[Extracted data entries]
>> Start
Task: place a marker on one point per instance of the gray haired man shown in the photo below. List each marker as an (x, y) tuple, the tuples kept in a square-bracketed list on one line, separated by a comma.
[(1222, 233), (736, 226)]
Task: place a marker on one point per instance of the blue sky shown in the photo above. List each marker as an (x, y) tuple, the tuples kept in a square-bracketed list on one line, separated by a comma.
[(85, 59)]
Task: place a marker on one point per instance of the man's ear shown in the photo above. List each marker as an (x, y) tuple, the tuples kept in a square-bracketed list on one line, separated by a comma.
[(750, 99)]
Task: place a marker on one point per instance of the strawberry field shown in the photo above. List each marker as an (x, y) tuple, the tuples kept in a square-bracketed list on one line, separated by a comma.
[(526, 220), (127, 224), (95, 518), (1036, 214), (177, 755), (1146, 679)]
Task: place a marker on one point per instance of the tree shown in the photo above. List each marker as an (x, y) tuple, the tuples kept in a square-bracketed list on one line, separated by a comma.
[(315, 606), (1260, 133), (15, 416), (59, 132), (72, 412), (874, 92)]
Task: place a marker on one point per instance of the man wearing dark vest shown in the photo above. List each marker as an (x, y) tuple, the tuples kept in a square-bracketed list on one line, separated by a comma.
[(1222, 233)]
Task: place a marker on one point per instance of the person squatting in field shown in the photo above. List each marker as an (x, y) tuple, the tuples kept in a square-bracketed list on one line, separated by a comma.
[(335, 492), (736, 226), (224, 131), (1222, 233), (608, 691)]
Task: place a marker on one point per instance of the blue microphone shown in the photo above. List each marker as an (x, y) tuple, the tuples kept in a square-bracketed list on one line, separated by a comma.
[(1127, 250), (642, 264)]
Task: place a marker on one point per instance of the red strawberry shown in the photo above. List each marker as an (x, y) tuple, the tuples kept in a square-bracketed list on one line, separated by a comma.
>> End
Rewrite the records above, swapping "marker" for "pin" everywhere and leaving everything else unchanged.

Task: place a pin on one point per instance of the gray haired man shown in the photo below. List each pin as an (x, y) tuple, the tuples kept in a square-bracketed list on one line, separated by a comma.
[(1222, 233), (736, 226)]
Task: place a pin on one point per instance of the blue sky shown in the photo above. List each pin as an (x, y) tuple, the tuples kept in a square-bracketed list on one line, separated by a comma.
[(85, 59)]
Task: place a pin on one point per instance of the man's ear shown in the photo above. List each pin as an (x, y) tuple, the tuples kept in a square-bracketed list on one line, separated by a comma.
[(750, 99)]
Task: place a pin on one point per instance of the strawberry field shown in the photo above. List each pin as an (x, y) tuple, the tuples kept in a square-bracketed list on one line, separated by a comma.
[(526, 220), (127, 224), (95, 518), (1036, 214), (177, 755), (1146, 679)]
Task: place a pin on one point per instance of the tree shown in the photo above. List each pin as an (x, y) tuple, the tuples kept in a square-bracketed list on one line, separated by a comma.
[(315, 606), (1260, 133), (15, 416), (59, 132), (72, 412), (874, 92)]
Task: place a pin on one point per instance of the man wearing dark vest shown in the photo above. List each pin as an (x, y) tuple, the tuples kept in a square-bracketed list on one line, separated by a comma.
[(1222, 233)]
Task: place a pin on one point per instance of the person squatting in field shown in the photo above. List each pin as an (x, y) tuple, the tuples kept in a square-bracketed list on one line, separated by a comma.
[(335, 492), (736, 226), (224, 131), (1222, 233), (608, 691)]
Task: place a pin on one point per instance of the blue microphone shown in the photo above. List each pin as an (x, y) tuple, the tuples kept in a square-bracketed list on one line, separated by a comma.
[(1127, 250), (642, 264)]
Task: place a pin on one point per instance of the red strawberry shown in the photo above. List each pin as an (x, y) tuple, the tuples kept in a square-bracketed list on one line, separated by a comma.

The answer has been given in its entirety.